- [Do this]
Can you write out all the lines word for word, with no pictures?
─── Material provided ───
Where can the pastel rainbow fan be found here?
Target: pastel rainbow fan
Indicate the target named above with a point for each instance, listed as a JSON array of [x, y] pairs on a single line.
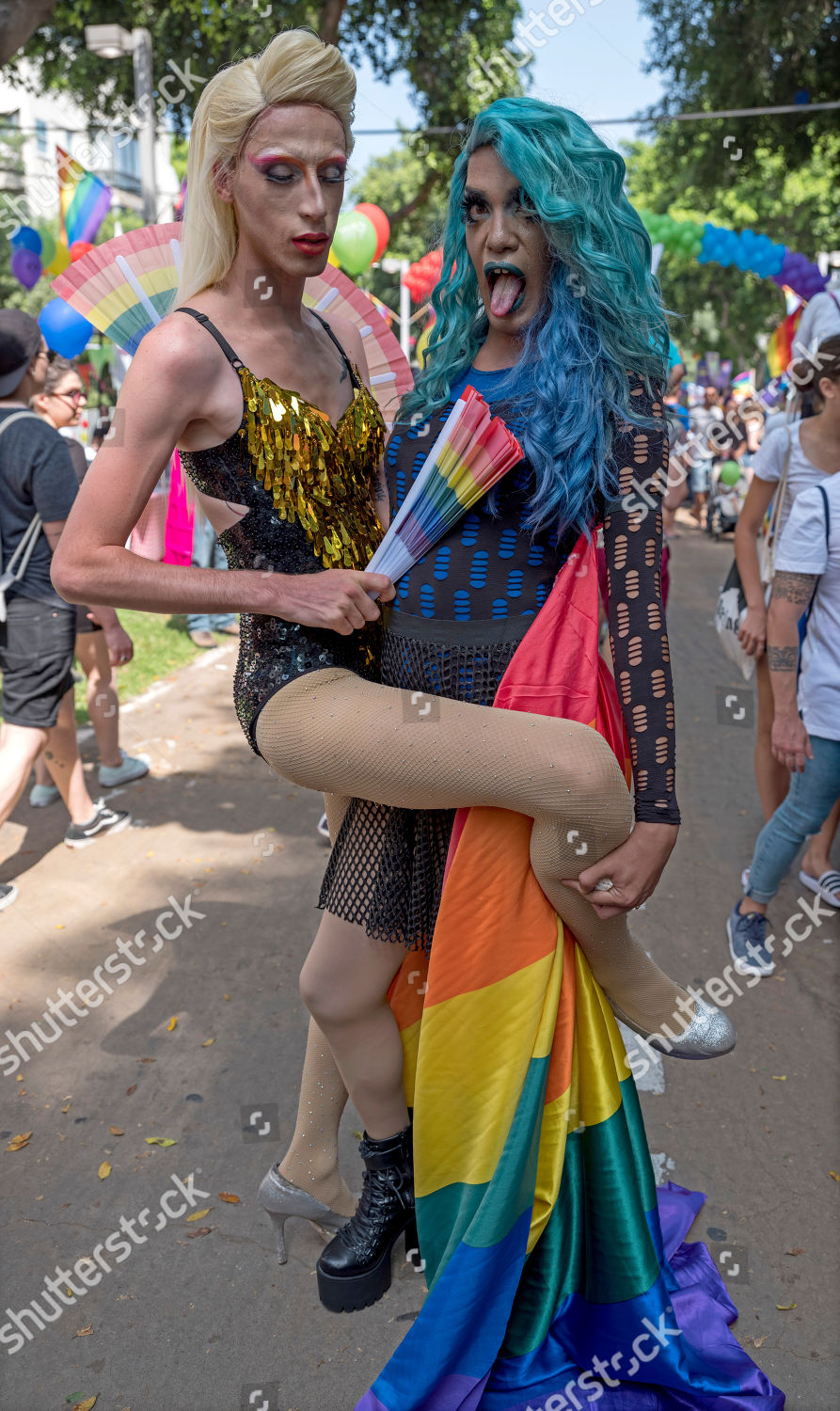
[[472, 453], [127, 284]]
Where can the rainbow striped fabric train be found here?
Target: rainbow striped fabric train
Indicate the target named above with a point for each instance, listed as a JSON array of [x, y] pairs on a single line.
[[557, 1273], [470, 454], [84, 200]]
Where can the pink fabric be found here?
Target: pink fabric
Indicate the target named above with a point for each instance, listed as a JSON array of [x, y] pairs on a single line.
[[147, 535], [180, 515]]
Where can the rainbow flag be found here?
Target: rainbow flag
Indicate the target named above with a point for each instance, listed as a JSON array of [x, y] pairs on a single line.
[[557, 1272], [84, 200], [780, 349]]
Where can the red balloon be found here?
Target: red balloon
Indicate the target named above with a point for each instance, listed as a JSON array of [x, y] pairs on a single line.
[[380, 223]]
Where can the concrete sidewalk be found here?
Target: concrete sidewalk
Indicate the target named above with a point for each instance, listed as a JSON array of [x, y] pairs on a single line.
[[198, 1315]]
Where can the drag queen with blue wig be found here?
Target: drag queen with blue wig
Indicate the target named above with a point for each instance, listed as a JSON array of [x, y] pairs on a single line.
[[549, 309]]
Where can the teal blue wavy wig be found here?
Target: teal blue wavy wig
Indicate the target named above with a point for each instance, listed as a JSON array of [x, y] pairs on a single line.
[[602, 316]]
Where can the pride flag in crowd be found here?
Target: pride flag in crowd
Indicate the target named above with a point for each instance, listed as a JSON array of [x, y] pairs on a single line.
[[82, 198]]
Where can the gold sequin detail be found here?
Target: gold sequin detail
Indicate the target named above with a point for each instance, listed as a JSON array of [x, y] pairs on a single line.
[[316, 473]]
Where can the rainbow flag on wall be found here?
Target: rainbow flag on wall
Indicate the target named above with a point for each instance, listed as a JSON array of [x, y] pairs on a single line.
[[84, 199], [557, 1272]]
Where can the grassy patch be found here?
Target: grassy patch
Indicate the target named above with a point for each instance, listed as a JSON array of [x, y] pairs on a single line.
[[160, 646]]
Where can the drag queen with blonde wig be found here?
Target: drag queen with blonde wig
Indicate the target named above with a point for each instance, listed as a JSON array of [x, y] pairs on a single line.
[[282, 439]]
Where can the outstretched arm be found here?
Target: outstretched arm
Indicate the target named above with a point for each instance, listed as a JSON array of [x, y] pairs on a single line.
[[171, 386]]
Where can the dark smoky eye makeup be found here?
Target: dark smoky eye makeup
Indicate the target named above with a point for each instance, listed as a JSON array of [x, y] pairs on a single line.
[[468, 203]]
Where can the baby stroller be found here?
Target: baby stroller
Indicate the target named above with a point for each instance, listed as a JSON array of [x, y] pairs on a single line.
[[729, 491]]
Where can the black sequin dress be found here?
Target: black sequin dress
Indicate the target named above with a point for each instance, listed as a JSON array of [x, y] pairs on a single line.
[[307, 485]]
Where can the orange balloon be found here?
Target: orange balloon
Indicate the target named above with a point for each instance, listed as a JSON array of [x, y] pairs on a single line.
[[380, 223]]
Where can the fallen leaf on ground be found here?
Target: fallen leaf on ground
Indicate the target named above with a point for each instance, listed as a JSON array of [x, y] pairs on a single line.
[[19, 1142]]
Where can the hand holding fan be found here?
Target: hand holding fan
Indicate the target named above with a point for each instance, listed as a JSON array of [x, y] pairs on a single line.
[[472, 453]]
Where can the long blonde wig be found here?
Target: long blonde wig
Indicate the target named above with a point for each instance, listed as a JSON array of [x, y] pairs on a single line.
[[295, 68]]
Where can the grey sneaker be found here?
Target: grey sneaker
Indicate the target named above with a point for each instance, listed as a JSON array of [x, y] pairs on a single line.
[[747, 943], [103, 820], [130, 767]]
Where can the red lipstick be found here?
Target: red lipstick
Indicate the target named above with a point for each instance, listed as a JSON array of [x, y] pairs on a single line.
[[310, 245]]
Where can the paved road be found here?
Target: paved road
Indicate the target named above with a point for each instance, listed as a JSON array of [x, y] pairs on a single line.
[[194, 1321]]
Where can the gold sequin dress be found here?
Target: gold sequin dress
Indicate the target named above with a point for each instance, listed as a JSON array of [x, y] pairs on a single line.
[[308, 488]]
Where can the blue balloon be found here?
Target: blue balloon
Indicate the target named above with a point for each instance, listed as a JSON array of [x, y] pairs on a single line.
[[65, 330], [25, 239]]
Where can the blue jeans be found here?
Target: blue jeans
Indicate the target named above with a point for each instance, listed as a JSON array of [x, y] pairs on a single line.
[[811, 798], [206, 553]]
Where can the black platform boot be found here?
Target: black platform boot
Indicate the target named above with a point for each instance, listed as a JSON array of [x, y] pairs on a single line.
[[355, 1269]]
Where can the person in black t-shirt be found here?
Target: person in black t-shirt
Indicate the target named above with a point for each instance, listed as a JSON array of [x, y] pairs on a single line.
[[102, 643], [37, 479]]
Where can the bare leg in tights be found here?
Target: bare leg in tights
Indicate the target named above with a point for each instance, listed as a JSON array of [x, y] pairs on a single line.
[[339, 734], [312, 1159]]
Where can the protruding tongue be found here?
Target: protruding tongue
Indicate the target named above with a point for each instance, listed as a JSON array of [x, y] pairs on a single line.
[[506, 293]]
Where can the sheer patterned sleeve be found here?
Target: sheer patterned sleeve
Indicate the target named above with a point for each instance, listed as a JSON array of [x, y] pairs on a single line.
[[639, 637]]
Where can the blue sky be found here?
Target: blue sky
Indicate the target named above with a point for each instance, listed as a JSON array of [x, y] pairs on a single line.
[[592, 65]]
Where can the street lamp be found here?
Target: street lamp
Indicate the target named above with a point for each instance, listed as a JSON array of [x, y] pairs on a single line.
[[110, 41]]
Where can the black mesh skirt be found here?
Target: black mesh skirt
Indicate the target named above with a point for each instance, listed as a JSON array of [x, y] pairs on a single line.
[[386, 871]]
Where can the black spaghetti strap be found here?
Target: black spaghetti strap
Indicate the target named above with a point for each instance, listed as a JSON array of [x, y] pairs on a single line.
[[349, 366], [202, 318]]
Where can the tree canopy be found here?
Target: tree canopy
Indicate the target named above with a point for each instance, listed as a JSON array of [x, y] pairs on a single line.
[[732, 54], [436, 42]]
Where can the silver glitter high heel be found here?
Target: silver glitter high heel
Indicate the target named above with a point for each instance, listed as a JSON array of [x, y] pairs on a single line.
[[710, 1033], [281, 1198]]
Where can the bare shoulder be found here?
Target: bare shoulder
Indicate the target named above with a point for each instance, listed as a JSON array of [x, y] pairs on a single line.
[[350, 341], [178, 347]]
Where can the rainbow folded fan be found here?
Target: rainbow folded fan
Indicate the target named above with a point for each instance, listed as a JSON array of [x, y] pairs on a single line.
[[472, 453], [127, 284]]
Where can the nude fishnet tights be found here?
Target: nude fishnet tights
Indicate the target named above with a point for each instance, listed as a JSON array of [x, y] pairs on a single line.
[[339, 734], [312, 1159]]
───
- [Written solution]
Where can the pastel rainbow fan be found here?
Target: pastel rainbow fan
Indicate the target named above with a point for each instance, listed as a JSON array of [x, y] pairs on a single line.
[[472, 453], [127, 284]]
Where can the rainbow striped fabric train be found here?
Target: rainbow striped fabric train
Indicate the target named above with a point for each instance, listed as a JSON array of [x, y] pairs on a single line.
[[557, 1273], [470, 454], [84, 200]]
Where can the pink fabric be found here?
Target: pink fabric
Indicate the target named above with a point for each instance, listed as a JSON array of [x, y] pairs on a single line.
[[147, 535], [180, 515]]
Where can the rainbow flag be found here?
Target: rainbow flag
Indicate the target named above with a point for each instance, listed as a JSON array of [x, y] pairs on a single line.
[[557, 1272], [84, 200], [780, 349]]
Where can the red balloon be found here?
Target: red balloon
Indicate the target named above with a point for each instance, listed as a JSON array of [x, y] pairs on a single line.
[[380, 223]]
Where can the concrete sidewalk be found here?
Target: concrete sidewalk
Indicate the target named above with a point for each instance, listed as a JSON array of [x, y] pairs on a single line.
[[198, 1315]]
Where can the drag queen with blue wig be found here?
Target: drag queen with blue wig
Indicate the target named above with a point for each instance, listed as a JSON array of [x, y] pairs on a single line.
[[549, 309]]
Where can the teal blue wavy wig be found here?
Target: teal blue wavy wig
Indicate the target named above with a point for each instance, listed as a JSON array of [x, y] pairs on a single line.
[[602, 316]]
Where can the pride flag in crowd be found here?
Target: pride flag in crowd
Indicate the target named above with a point for each instance, listed as a JSON array of [x, y] pairs on a single line.
[[82, 198]]
Where can the gold sequin detail be found here?
Target: gold sequin detail
Indicate the target named above with a point for each instance, listed as a JSON array of [x, y] pairs on a single line.
[[316, 473]]
Where can the rainbow flag on wall be found here?
Target: rainbow flag on wall
Indicate the target named above with a point for each instance, listed as a JSON array of [x, y] pairs on a single line.
[[84, 199], [557, 1272]]
Where can the grassy patch be found here?
Target: grassy patch
Indicate the target named above with a point for each instance, listed as a JSON array of [x, y] pairs on a single line.
[[160, 646]]
Where can the drag queen with blonde wig be found here?
Target: drag queen with blonde wig
Indicate the target named above with a point for each instance, listed as a JSON array of [x, y] pairs on a single line.
[[282, 439]]
Where can the outstretched arm be found here?
Target: outstretched arm
Indicate the target named above with a point for each instance, listed as a JSON array of [x, y] pairs on a single line.
[[171, 386]]
Where can the dark smoky eye makeup be found here?
Target: dark smoky eye makeup
Indicate the target named above with a point for each instance, listed as a JSON array of [x, y] pairs on a single line.
[[468, 203]]
Where can the baby stroller be found here?
Target: baby stroller
Indicate the target named above with a point for each instance, listed as a JSON array of [x, y] pairs on a single line.
[[729, 491]]
Where can the black sequin dress be found here?
Target: black sequin dress
Indicate the target named above with a point for each instance, listed as a JSON array of [x, y] pairs on a single line.
[[307, 485]]
Where can the orange balloon be found here?
Target: orange balloon
Indicate the target named above with a point for each instance, listed as a JSON array of [x, y] pairs on a single line.
[[380, 223]]
Where can the fallen leaf on ground be found here?
Target: fallen leaf on ground
Indicate the target named above with a point for each instance, listed as a JSON array of [x, y] pairs on a single line.
[[19, 1142]]
Where can the hand holding fan be found here?
Target: hand holding fan
Indicate the target named above with a point for each instance, listed as a JSON array of [x, y] pairs on a single line.
[[472, 453]]
Where can the long blonde wig be found here?
Target: long blonde wig
Indicate the target named above with a point for each instance, listed as a JSON array of [x, y] pairs on a single line.
[[295, 68]]
Where can the grey sneaker be found here?
Target: grey sneaker
Indicate the target named above with a point for each instance, listed as a JSON array of [x, y] pairs on a single line.
[[747, 943], [103, 820], [130, 767]]
Where can the red lipstick be found here?
Target: red lipstick
Indicate the target named above with a point for each instance, listed as a JSON array of [x, y] pairs on a single line.
[[310, 245]]
Where can the paved road be found here?
Target: paved road
Indicate the target named above with a point for each instance, listed as a JSON array of [x, y] pairs on a single line.
[[194, 1321]]
Where can the gold sequin dress be found here?
Target: gold sequin dress
Indicate the target named above with a point for each instance, listed as a JSON array of [x, y] pairs on a single line.
[[308, 488]]
Where can the blue balloon be found here?
Target: blue balloon
Indicate the target named above with a point for each instance, listed as a JSON array of [x, y] pairs on a single line.
[[65, 330], [25, 239]]
Where can the blue jeans be found here?
Target: blue jeans
Indicate the target named above with a point for each instance, listed as a JSON array of [x, y] pairs on a single line.
[[811, 798], [206, 553]]
Where can the black platform boot be found here?
Target: black platform boot
Indicate the target named above with a point for each instance, listed as a JSON array of [x, y] pairs on a single line.
[[355, 1269]]
Where can the person in black t-shirt be found here?
Target: person in black t-shirt
Indicate the target named above with a point for each instance, listed as a JSON array of [x, y] pairs on a single line.
[[102, 643], [37, 479]]
Where can the bare leg in tights be found here?
Target: bare leg in tights
Indicate the target named above with a point for each instance, listed as a JSON array of [x, y] pairs on a single line.
[[339, 734], [312, 1159]]
Where can the protruding tongue be found here?
Target: protruding tongue
Indicate the target named above with a point for each instance, listed as a JSON array of [x, y] pairs on a single line.
[[506, 293]]
Where can the sheer patterned sleeve be found here?
Target: sheer patterned sleeve
Indicate the target named above with a point for each instance, listed as a JSON array of [x, y] pairs on a single line.
[[639, 637]]
Where can the blue sky be found here?
Target: blue sky
Indicate the target named above with a point for each instance, listed as a JSON array of [x, y] pairs on a single line.
[[592, 65]]
Where can the street lamp be found here?
Target: street lamp
Indicate the target named above with a point for each instance, listed as a JSON array of [x, y] pairs on a single line.
[[110, 41]]
Where can the black mesh skirt be found here?
Target: black mesh skirt
Indicate the target named above with a point for each instance, listed as a JSON array of [x, y] pairs on a single line.
[[386, 871]]
Where can the black spaghetti strap be found here?
Target: black spaghetti strap
Indicate the target named above with a point for each instance, listed as a JSON array of [x, y] pairs on a single line.
[[349, 366], [202, 318]]
Where can the tree canopy be found here?
Target: tree canopy
Indicate the target named above with a point for each instance, listed as a JSON array of [x, y] pairs on a single line.
[[732, 54], [436, 42]]
Where can the silver glitter high heel be found here?
Target: silver glitter high heel
Indicate the target named above with a point for each instance, listed as a JSON array of [x, y] pairs on a single line.
[[710, 1033], [281, 1198]]
Where can the bare shoulder be found here?
Target: bare shoulder
Indicate the target named above with a point for each instance, listed as a JSON array of [x, y] pairs on a single line.
[[350, 341], [178, 347]]
Where can the rainbow folded fan be found here?
Target: rainbow folded fan
Indicate the target named above with a point for each instance, listed as a JSON array of [x, y] pairs on a single line.
[[472, 453], [127, 284]]
Where can the nude fishnet tights be found here?
Target: nude fishnet tights
Indicate the target named above with a point for each instance, listed as a JSON array of [x, y] pairs on a single line.
[[339, 734], [312, 1159]]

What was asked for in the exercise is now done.